That very much depends on what it is, how well it is documented, who made the actual chip set, how readily available it is, and many other factors. The main thing to keep in mind while seeking some kind of driver for it is that the only entities with any direct interest in providing you one are the companies which made it and sold it to the retailer, if any, and they already got what they want from you.

----------

## pappy_mcfae

general,

I have no idea what you're talking about. The driver comes back as an AC97 knockoff, specifically using the snd-intel8x0 driver. That driver has been around for years, as has the AC97. Try it. I have two machines running AC97 sound devices successfully.

Blessed be!

*RECORD LIST*.

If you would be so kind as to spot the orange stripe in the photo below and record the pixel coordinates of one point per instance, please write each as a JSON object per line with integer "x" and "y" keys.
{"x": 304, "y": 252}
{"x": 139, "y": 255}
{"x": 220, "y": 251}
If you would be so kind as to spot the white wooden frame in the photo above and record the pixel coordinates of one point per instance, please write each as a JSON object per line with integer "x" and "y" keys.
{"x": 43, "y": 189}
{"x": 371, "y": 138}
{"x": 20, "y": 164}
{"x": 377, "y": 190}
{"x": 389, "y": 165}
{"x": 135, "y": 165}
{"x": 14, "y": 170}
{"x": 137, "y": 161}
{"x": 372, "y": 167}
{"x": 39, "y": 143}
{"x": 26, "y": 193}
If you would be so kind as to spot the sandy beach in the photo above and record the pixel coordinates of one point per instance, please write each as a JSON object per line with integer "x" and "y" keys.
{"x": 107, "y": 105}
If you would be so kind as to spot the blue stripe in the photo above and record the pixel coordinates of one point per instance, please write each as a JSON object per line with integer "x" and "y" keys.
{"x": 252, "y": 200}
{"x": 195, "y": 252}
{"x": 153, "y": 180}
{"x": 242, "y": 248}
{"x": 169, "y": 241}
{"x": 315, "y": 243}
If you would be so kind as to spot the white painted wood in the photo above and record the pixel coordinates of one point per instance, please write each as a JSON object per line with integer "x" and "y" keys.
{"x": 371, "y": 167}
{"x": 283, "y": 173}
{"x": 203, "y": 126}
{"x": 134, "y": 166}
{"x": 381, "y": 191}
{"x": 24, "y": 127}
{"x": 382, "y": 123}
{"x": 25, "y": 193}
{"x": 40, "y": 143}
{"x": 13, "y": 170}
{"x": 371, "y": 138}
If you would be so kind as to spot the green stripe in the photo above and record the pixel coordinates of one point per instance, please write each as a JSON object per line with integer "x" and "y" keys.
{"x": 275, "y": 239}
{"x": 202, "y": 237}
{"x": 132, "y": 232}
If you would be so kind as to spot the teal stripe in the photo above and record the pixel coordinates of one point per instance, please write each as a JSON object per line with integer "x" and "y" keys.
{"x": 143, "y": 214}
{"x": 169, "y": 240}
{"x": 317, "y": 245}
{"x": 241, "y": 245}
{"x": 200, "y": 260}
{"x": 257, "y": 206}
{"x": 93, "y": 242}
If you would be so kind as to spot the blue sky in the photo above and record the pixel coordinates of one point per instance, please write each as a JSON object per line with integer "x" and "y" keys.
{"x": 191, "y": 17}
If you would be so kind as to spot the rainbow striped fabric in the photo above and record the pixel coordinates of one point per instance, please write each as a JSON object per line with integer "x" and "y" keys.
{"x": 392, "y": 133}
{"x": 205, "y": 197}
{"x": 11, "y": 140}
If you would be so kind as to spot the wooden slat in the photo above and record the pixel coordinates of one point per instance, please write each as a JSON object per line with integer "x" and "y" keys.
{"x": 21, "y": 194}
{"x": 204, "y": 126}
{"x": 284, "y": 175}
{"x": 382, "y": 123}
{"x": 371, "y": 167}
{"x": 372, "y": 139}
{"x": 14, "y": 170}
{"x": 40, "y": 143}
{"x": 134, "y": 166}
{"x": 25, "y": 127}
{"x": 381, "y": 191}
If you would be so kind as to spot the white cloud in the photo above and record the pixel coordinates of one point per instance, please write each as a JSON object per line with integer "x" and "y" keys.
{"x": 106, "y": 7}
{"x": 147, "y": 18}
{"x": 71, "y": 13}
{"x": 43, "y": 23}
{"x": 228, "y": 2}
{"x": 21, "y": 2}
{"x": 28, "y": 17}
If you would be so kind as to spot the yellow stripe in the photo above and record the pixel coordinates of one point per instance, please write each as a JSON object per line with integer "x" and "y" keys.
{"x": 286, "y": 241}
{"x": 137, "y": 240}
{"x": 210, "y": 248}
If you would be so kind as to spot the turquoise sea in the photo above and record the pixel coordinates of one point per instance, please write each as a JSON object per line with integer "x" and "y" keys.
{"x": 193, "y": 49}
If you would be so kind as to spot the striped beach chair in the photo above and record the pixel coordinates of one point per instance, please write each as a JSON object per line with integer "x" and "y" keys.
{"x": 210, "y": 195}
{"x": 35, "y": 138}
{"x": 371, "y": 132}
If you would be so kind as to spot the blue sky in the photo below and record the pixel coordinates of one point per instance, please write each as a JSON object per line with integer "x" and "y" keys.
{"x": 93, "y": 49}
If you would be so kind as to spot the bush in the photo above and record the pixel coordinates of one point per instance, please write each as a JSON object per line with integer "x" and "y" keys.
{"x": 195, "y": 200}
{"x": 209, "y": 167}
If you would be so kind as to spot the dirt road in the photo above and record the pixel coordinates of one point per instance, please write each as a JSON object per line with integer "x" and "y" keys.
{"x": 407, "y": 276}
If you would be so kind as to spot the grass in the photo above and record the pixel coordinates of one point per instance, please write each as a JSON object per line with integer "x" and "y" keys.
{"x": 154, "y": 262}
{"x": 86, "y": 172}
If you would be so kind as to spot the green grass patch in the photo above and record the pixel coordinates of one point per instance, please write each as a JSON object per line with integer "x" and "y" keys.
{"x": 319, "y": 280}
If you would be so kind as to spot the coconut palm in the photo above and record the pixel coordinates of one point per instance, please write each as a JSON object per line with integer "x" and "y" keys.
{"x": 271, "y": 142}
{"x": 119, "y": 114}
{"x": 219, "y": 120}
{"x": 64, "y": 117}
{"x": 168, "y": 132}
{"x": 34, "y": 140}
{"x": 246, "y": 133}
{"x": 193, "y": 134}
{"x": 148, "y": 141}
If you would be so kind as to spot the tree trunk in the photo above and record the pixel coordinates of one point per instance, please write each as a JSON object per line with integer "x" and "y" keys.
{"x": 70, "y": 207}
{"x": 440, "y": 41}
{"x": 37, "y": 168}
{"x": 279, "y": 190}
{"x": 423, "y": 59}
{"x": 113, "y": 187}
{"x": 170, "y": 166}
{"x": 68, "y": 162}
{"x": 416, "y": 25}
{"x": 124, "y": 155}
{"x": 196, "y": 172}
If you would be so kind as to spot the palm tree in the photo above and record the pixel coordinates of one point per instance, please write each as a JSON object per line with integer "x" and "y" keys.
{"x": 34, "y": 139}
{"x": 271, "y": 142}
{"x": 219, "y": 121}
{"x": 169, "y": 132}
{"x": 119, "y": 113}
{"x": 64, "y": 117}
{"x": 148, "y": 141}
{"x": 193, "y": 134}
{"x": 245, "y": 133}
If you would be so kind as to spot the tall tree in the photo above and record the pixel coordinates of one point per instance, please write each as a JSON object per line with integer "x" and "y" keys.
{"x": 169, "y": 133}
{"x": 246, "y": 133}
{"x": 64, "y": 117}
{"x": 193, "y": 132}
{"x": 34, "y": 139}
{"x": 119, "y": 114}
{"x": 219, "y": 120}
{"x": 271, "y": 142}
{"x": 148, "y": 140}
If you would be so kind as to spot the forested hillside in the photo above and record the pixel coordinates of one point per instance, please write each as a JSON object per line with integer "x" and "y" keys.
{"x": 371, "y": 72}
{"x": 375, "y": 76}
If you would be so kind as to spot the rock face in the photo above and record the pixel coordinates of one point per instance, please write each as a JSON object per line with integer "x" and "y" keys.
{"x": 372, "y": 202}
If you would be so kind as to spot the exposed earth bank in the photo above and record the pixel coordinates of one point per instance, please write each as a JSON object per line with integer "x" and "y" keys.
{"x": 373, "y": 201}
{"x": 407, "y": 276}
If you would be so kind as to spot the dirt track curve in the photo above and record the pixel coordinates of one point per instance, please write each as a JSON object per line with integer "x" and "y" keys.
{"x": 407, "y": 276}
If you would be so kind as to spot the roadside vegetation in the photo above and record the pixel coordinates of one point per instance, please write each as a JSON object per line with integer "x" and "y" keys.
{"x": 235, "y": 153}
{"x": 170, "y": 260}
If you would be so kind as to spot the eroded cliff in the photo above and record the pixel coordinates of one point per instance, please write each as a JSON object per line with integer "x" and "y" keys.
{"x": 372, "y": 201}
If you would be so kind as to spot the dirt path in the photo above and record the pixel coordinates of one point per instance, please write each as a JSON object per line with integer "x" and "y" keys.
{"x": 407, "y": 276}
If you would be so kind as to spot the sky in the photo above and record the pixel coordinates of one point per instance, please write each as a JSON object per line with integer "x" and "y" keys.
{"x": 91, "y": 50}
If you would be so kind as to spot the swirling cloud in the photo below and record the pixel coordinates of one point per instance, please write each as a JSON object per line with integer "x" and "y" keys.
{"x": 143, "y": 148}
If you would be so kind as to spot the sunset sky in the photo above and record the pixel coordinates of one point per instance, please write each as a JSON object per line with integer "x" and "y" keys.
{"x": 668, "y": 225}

*EXERCISE INSTRUCTIONS*. Extend the forum discussion about the AC97 sound driver past its final reply.

*ANSWER TO THE TASK*.
Pappy

----------

## general

 *pappy_mcfae wrote:*   

> general,
> 
> I have no idea what you're talking about. The driver comes back as an AC97 knockoff, specifically using the snd-intel8x0 driver. That driver has been around for years, as has the AC97. Try it. I have two machines running AC97 sound devices successfully.
> 
> Blessed be!
> ...

 

why would I use a sound card driver on a tuner card?

----------

## Leon_UK

 *pappy_mcfae wrote:*   

> general,
> 
> I have no idea what you're talking about. The driver comes back as an AC97 knockoff, specifically using the snd-intel8x0 driver. That driver has been around for years, as has the AC97. Try it. I have two machines running AC97 sound devices successfully.
> 
> Blessed be!
> ...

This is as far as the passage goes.